Ihre Aufgabe
Geben Sie die Parlamentsrede erneut wieder: Beginnen Sie bei den Worten „Meine Damen und“ und hören Sie nach „Ausschüssen. – Danke schön.“ auf. Tauschen Sie dabei „Ganztagsschulen“ gegen „Gesamtschulen“ aus.

Vorliegender Text
Meine Damen und Herren, ich glaube, wir sind auf einem guten Weg. Der Entschließungsantrag, der hier vorgelegt wurde, ist aus meiner Sicht entbehrlich, weil die Landesregierung das Richtige an dem bisherigen Konzept vorschreibt und das Erforderliche auf den Weg gebracht hat. Neue Ganztagsschulen werden genehmigt und gefördert. Wir haben schon mehr Standorte, als Sie fordern. Sie könnten Ihren Antrag eigentlich zurückziehen. Aber wenn Sie wollen, beraten wir ihn auch gern in den Ausschüssen. – Danke schön.

(Beifall bei der CDU und bei der FDP)

Zu Wort gemeldet hat sich noch einmal der Abgeordnete Wulf.

(Karl-Heinz Klare [CDU]: Aber nicht wieder so beißend! Ganz ruhig und sachlich!)

Vorliegende Daten
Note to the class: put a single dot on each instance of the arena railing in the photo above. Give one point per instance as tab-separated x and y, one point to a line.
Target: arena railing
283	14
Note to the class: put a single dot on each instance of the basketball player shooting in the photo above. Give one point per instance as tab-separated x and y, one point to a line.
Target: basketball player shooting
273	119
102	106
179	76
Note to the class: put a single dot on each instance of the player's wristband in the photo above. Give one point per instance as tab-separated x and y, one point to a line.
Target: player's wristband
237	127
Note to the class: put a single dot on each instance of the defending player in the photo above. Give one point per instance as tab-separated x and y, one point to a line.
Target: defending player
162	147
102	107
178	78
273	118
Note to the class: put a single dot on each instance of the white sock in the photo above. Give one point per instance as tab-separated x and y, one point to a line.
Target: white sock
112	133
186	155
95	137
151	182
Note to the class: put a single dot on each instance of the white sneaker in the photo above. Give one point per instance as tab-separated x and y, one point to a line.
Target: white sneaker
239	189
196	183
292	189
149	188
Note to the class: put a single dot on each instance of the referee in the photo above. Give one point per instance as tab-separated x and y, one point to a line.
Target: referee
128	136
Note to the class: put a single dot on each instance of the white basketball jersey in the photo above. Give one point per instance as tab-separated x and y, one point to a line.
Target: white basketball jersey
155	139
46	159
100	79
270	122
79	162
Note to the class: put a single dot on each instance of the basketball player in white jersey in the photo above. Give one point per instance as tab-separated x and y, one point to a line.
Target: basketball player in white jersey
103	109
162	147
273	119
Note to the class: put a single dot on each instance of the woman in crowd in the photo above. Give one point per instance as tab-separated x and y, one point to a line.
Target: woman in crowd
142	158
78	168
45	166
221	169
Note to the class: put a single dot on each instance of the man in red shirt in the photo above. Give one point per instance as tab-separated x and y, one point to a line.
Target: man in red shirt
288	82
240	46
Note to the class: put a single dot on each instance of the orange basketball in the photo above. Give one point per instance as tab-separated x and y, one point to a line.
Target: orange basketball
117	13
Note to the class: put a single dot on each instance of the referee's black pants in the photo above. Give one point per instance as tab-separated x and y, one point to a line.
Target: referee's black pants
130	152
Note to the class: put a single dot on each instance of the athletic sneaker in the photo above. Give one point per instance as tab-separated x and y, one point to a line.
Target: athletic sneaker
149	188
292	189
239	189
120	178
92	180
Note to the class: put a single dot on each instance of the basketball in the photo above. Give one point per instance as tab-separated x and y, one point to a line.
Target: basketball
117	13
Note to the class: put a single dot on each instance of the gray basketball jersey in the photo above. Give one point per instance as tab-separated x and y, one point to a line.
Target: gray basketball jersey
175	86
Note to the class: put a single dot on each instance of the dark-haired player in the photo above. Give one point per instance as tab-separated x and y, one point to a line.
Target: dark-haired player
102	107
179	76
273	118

...

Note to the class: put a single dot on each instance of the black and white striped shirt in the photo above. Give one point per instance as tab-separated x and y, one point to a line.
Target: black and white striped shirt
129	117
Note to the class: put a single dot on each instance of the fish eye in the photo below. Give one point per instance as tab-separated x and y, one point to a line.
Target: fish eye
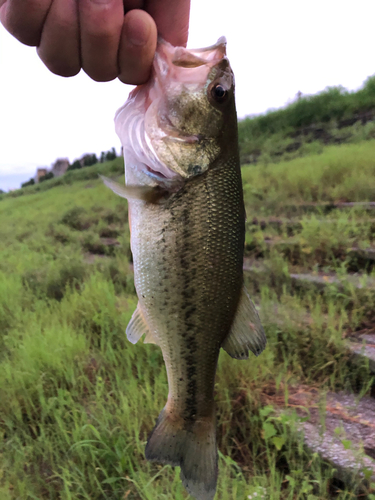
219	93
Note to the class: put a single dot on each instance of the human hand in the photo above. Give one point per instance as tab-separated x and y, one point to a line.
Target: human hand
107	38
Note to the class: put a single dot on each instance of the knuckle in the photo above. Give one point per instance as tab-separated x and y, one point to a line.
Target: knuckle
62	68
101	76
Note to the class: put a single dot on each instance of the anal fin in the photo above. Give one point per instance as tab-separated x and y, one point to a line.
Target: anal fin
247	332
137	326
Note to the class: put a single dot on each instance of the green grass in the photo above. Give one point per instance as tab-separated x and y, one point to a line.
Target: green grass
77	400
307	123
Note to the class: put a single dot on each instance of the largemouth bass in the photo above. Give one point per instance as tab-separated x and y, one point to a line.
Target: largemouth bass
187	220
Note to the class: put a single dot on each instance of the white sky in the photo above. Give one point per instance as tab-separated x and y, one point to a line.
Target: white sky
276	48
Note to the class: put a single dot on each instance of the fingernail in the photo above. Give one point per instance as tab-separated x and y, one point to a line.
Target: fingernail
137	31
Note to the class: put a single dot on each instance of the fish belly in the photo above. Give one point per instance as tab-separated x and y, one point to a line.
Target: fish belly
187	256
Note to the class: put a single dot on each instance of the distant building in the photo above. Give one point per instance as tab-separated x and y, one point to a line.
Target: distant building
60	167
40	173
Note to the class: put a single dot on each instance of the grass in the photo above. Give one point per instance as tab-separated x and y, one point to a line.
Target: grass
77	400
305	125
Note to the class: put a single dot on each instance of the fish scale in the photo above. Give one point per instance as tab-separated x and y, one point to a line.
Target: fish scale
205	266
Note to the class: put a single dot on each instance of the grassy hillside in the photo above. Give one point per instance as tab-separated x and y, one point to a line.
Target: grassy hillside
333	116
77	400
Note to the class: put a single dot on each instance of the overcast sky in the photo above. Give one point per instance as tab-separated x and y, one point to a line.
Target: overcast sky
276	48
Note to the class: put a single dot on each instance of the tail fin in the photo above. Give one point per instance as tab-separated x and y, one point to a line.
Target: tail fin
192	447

---

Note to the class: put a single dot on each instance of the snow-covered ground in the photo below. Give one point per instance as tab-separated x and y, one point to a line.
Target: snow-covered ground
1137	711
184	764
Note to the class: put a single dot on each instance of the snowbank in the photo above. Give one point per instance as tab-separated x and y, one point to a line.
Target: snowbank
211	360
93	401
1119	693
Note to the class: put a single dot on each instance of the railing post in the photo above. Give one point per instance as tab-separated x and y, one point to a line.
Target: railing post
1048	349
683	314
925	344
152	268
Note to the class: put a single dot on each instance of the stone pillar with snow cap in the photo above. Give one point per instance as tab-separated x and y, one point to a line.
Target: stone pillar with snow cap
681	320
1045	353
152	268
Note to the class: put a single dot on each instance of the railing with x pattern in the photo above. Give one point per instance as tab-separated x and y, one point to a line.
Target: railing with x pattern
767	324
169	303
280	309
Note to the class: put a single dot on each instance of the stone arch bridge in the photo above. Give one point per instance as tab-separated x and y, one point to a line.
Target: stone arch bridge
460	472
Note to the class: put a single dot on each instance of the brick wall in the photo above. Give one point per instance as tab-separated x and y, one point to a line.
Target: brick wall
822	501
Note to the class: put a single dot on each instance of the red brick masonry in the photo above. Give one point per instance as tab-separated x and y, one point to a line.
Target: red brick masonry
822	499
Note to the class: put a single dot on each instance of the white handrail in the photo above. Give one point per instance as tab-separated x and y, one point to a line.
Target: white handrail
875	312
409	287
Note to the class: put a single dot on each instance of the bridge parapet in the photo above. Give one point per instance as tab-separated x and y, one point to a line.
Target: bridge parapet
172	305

Antwort
Meine Damen und Herren, ich glaube, wir sind auf einem guten Weg. Der Entschließungsantrag, der hier vorgelegt wurde, ist aus meiner Sicht entbehrlich, weil die Landesregierung das Richtige an dem bisherigen Konzept vorschreibt und das Erforderliche auf den Weg gebracht hat. Neue Gesamtschulen werden genehmigt und gefördert. Wir haben schon mehr Standorte, als Sie fordern. Sie könnten Ihren Antrag eigentlich zurückziehen. Aber wenn Sie wollen, beraten wir ihn auch gern in den Ausschüssen. – Danke schön.